> Aim of the task: Transcribe the material in full, exactly as written.

---------- Dataset records

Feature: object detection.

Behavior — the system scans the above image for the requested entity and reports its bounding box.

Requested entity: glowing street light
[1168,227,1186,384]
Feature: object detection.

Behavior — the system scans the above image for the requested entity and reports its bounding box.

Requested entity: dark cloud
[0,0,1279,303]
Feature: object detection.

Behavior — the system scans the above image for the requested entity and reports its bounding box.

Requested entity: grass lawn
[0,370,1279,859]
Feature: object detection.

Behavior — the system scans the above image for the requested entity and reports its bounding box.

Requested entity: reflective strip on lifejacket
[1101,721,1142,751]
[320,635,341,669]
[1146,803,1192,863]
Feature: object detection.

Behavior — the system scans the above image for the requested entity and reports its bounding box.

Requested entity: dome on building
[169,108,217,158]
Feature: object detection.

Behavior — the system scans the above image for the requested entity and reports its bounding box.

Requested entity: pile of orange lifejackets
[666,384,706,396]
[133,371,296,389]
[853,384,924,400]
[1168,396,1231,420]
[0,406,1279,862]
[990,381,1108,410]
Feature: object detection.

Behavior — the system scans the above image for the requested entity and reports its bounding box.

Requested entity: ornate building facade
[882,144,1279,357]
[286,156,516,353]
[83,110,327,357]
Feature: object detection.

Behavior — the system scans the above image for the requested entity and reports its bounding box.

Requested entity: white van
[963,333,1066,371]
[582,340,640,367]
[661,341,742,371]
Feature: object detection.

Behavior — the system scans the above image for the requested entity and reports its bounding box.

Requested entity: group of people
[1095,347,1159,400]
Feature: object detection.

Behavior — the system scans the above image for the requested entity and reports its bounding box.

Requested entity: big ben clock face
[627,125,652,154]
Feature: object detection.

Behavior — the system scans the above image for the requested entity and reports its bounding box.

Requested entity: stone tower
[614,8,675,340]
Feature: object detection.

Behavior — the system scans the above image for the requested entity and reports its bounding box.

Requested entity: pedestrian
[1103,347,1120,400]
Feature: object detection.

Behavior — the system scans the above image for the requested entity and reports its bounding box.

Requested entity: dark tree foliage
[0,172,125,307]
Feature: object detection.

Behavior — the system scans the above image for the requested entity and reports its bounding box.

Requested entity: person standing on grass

--------------------

> Solution to this exercise:
Feature: object detection.

Behavior — the system scans the above image for the requested entity and reports its bounding box.

Requested entity: glowing street light
[1168,227,1186,384]
Feature: object detection.

Behavior — the system scans the above image for the requested entity and reports its bounding box.

Requested entity: dark cloud
[0,0,1279,303]
Feature: object detection.

Behavior — the system scans the above image for the requested entity and reports its bounding box.

Requested entity: grass lawn
[0,370,1279,859]
Feature: object detection.

Behavior — the system scans the above image for the requested entity and reports its bounding box.

Requested entity: reflective strip on lifejacket
[1101,721,1142,751]
[320,635,341,669]
[1146,803,1192,863]
Feature: object detection.

Behavior — the system scans the above image for the requested entity and reports its bounding box.

Requested entity: dome on building
[169,108,217,158]
Feature: object detection.

Behavior — the system scans the above image for the requested entity and reports its bounding box.

Requested entity: pile of orange lifejackets
[666,384,706,396]
[133,371,296,389]
[853,384,924,400]
[1168,396,1231,420]
[0,406,1279,862]
[990,381,1108,410]
Feature: object detection.

Behavior — the system scans the above image for the requested entity and reports its bounding box.

Requested entity: ornate building facade
[882,144,1279,357]
[286,156,516,353]
[83,110,327,357]
Feature: object detection.

Behavior — the system scans the above image for the requested entity and reports its bounding box.

Requested entity: white van
[963,333,1066,371]
[582,340,640,367]
[661,341,742,371]
Feature: object detection.

Behavior — the system scans the above image for the requested entity and reports its bounding box.

Requested entity: group of people
[1095,347,1159,400]
Feature: object detection.

Behavior — the system scans the above image for the requested entity and reports its bounding box.

Requested entity: big ben clock face
[627,125,652,154]
Feature: object detection.

Behavior — the system scans the above image for the requested entity and reports its bounding box.

Requested entity: stone tower
[614,8,675,340]
Feature: object detection.

Behavior — the system scans the above image for the requested entity and reports its bounding box.

Requested entity: pedestrian
[1103,347,1120,400]
Feature: object detection.

Behavior — the system scans the above image for the requested entity and reports its bounding box.

Requested entity: dark tree foliage
[0,172,125,307]
Feature: object detection.

Behavior — the system scans the above image for the requested entity and reports its bounding box.

Requested entity: person standing on grass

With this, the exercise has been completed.